Try it → Can you rewrite the data from the line containing "In every <instance>" through the line containing "box: [363, 244, 422, 266]", inclusive, changing "tight bounding box" to "exact bounding box" and leaving everything else as it is?

Available data →
━━━━━━━━━━━━━━━━━━━━

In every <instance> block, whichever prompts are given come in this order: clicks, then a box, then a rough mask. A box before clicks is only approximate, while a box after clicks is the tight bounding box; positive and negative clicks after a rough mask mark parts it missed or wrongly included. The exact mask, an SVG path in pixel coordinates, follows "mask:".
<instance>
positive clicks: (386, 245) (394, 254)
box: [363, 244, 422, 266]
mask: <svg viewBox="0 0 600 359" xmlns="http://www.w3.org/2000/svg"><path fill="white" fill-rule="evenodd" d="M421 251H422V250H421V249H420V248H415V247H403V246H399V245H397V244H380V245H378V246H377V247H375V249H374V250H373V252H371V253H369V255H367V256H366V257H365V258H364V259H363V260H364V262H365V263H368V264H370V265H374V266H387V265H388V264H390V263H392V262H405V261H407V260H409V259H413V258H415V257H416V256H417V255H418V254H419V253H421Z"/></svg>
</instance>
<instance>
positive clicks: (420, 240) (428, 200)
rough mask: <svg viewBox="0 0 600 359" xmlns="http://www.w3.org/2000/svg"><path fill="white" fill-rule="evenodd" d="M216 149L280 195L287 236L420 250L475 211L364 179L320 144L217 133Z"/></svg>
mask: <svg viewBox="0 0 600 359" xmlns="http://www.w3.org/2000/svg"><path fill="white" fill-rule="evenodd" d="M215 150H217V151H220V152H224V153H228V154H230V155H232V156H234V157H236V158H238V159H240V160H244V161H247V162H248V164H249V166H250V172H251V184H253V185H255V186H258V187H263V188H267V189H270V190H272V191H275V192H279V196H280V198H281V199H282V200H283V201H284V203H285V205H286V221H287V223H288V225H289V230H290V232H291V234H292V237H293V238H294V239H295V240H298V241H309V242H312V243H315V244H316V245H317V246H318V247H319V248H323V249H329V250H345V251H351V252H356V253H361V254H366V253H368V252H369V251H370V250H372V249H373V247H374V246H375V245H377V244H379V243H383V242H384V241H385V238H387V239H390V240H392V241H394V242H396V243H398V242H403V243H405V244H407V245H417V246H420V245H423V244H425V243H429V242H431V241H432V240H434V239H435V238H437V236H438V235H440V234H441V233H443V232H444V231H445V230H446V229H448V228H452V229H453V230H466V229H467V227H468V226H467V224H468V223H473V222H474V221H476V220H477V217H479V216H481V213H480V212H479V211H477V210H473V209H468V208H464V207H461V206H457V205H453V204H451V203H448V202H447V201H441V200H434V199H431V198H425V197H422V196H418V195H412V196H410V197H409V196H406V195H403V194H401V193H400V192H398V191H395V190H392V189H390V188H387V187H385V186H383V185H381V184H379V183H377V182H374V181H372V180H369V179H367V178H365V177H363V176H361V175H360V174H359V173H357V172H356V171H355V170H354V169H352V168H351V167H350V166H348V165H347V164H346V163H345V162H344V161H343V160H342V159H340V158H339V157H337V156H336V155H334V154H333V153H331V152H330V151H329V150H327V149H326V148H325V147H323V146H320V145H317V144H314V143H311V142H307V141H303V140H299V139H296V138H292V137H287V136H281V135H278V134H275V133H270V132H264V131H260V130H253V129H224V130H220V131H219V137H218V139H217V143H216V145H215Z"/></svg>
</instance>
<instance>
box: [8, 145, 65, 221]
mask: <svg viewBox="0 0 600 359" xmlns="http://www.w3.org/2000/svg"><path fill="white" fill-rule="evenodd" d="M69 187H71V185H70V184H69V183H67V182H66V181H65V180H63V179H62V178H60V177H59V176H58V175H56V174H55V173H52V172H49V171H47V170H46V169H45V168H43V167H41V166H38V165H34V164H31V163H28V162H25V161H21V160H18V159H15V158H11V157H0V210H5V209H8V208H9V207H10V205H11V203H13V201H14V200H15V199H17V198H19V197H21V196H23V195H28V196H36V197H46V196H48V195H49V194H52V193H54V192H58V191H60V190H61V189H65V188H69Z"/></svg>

━━━━━━━━━━━━━━━━━━━━

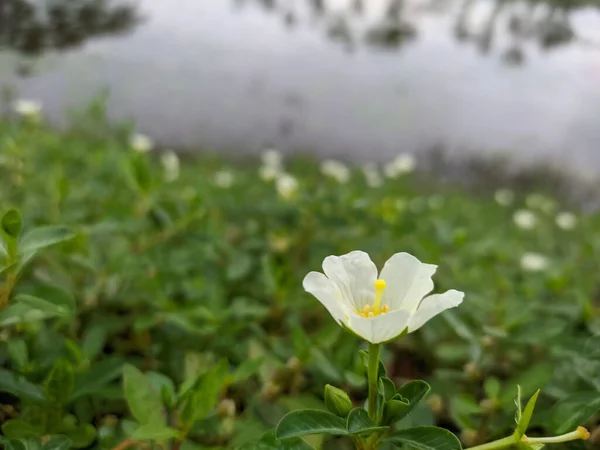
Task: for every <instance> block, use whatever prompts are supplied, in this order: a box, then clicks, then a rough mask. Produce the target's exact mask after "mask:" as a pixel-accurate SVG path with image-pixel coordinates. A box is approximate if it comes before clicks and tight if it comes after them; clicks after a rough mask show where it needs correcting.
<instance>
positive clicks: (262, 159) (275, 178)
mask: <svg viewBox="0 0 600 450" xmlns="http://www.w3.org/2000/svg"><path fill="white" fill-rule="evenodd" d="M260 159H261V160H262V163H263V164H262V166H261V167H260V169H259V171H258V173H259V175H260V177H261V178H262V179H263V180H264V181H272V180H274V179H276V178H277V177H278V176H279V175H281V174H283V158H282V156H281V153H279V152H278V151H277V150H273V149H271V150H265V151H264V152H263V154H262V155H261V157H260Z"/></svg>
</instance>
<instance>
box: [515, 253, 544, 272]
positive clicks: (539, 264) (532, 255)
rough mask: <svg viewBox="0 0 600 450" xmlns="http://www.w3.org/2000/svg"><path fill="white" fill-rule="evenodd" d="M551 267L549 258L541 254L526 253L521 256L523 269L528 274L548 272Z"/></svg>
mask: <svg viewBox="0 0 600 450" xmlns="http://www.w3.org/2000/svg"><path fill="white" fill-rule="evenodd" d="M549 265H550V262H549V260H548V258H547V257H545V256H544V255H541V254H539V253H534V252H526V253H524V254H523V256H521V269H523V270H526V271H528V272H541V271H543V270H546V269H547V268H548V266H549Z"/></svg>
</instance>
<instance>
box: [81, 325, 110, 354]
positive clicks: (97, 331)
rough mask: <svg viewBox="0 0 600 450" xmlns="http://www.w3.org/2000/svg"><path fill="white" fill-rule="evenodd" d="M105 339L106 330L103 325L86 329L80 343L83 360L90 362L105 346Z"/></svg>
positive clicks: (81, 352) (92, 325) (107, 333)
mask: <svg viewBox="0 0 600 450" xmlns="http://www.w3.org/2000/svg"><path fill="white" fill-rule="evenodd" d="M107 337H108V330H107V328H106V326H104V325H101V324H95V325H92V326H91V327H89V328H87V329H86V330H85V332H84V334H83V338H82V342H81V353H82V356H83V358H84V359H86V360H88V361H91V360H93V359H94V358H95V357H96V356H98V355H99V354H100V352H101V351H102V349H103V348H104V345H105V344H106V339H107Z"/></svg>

━━━━━━━━━━━━━━━━━━━━

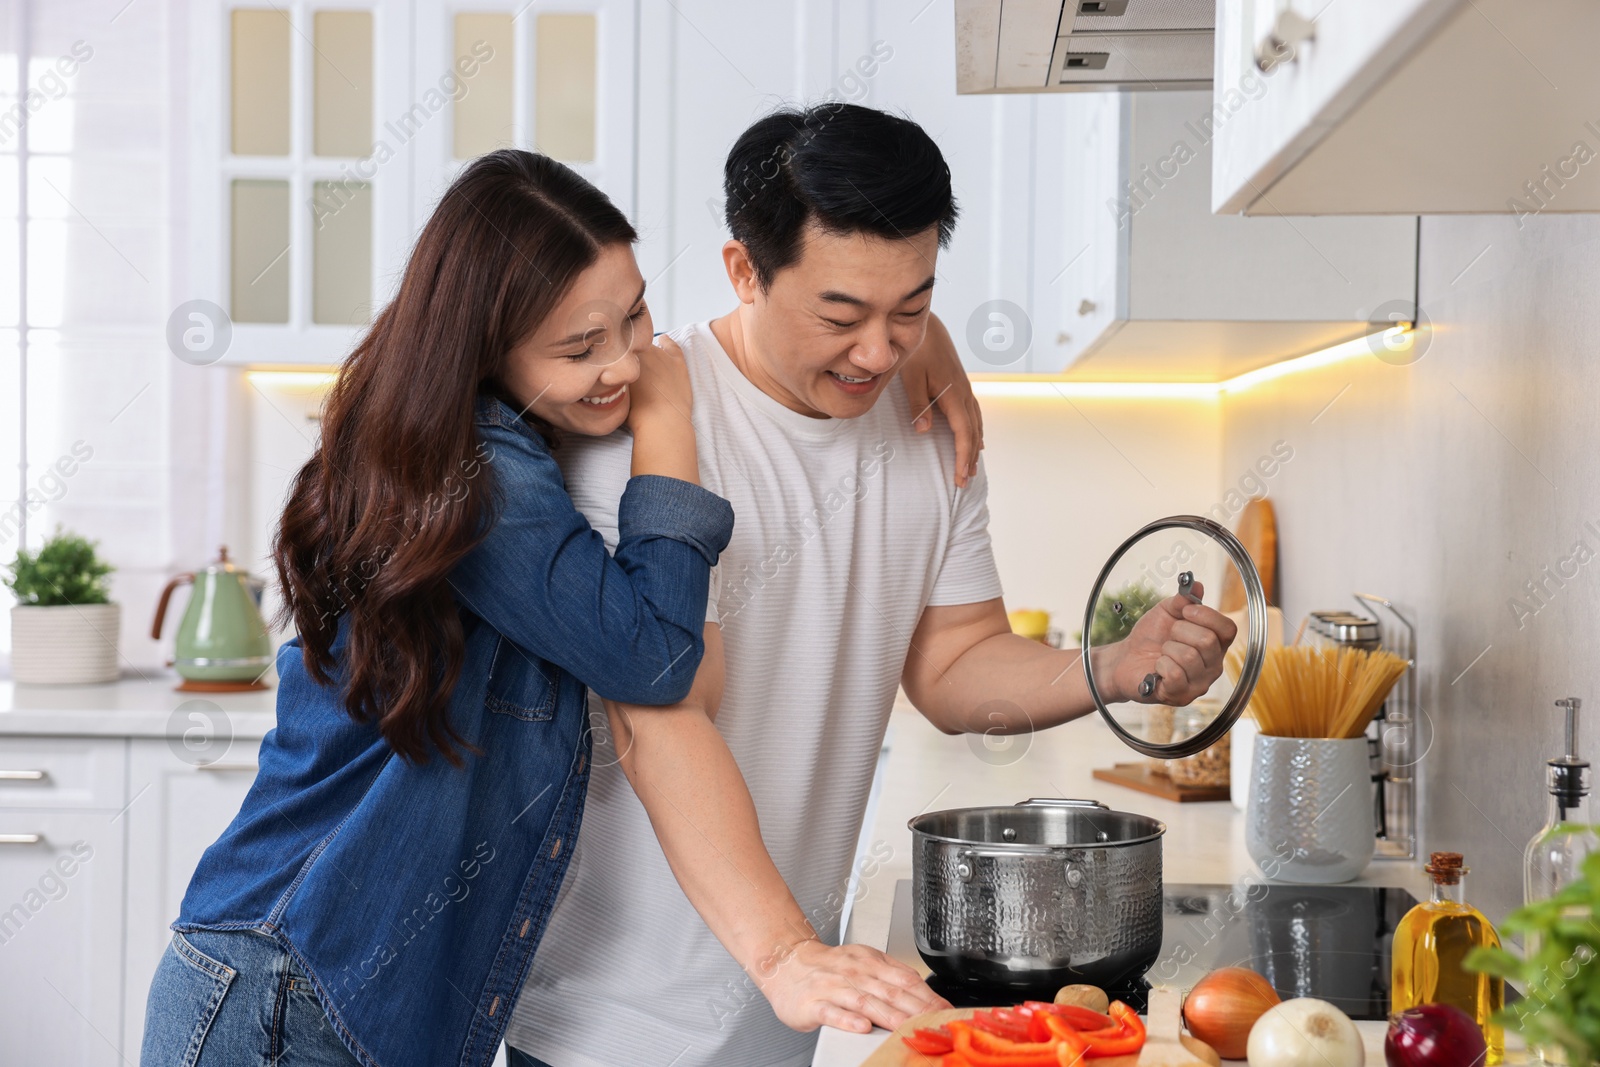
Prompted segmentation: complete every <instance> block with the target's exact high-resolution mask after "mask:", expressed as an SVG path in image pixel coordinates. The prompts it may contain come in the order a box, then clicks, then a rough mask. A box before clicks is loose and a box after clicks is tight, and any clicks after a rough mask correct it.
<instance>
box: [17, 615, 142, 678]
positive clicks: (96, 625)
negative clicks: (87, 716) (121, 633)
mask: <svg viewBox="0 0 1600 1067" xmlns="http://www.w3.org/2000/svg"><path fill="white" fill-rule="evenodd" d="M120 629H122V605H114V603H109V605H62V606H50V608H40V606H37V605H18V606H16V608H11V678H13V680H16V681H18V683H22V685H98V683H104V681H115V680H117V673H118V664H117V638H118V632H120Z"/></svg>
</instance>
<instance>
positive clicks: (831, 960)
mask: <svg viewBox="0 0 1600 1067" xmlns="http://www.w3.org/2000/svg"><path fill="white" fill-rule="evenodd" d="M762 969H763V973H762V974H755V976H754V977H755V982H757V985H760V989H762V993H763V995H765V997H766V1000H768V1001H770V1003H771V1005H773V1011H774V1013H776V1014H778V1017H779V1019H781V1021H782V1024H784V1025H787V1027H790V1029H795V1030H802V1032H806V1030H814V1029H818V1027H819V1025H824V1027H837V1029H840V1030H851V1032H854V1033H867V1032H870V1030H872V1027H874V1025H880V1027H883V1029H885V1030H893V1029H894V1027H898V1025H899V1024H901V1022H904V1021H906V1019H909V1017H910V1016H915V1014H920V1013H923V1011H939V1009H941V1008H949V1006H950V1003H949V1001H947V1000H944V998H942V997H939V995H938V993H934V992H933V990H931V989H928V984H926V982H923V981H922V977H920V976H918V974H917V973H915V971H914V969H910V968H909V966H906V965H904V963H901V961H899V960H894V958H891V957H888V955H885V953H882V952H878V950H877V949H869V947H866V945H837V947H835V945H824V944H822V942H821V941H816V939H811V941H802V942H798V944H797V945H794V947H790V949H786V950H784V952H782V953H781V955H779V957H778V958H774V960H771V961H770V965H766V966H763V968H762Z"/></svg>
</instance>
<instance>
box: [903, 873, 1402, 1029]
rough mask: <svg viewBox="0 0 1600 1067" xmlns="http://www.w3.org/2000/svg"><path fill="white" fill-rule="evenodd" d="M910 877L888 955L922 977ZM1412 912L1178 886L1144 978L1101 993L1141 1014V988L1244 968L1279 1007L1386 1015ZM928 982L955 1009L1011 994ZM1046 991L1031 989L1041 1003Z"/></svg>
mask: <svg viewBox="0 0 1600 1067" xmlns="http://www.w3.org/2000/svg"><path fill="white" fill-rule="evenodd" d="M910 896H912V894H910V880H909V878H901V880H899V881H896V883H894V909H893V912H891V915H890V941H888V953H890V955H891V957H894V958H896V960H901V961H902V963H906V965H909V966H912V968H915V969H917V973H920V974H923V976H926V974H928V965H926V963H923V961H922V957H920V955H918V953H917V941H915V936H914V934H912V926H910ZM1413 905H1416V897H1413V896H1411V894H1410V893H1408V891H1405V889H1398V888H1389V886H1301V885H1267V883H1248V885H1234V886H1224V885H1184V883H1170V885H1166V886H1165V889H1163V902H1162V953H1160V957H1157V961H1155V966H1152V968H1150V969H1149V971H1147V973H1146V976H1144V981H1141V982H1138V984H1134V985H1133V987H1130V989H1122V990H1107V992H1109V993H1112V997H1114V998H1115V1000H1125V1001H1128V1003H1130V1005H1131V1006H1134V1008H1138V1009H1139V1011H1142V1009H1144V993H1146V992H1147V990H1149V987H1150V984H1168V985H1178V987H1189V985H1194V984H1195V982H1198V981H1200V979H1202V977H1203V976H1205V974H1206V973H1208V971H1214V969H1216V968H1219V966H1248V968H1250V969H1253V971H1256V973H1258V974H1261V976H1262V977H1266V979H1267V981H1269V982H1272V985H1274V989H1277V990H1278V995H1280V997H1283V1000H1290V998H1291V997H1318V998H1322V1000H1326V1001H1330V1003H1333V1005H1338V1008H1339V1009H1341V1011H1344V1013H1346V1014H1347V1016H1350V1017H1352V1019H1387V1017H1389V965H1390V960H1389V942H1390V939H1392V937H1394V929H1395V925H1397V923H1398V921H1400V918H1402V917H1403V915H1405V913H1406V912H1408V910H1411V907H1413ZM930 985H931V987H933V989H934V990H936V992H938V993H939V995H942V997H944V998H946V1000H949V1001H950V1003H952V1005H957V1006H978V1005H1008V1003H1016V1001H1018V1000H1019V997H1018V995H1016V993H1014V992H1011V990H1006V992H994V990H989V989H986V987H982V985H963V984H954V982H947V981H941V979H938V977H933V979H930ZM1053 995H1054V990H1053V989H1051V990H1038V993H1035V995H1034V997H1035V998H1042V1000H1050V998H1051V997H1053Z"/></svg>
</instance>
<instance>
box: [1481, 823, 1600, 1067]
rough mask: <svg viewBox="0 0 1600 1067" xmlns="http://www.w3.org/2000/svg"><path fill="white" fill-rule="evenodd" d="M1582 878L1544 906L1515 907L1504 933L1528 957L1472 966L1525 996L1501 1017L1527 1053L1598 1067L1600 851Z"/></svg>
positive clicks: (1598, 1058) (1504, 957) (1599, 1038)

━━━━━━━━━━━━━━━━━━━━

Answer to this problem →
In every <instance> block, whichever prompts are given come in this order: clicks, then a box, then a rough mask. A box before clicks is only approximate, while a box after clicks is the exact bounding box; positive and negative clicks after a rough mask mark parts it missed or wrongly included. The exact mask, an SVG path in pixel coordinates, follows "mask:".
<instance>
positive clicks: (386, 245) (394, 254)
box: [363, 244, 422, 266]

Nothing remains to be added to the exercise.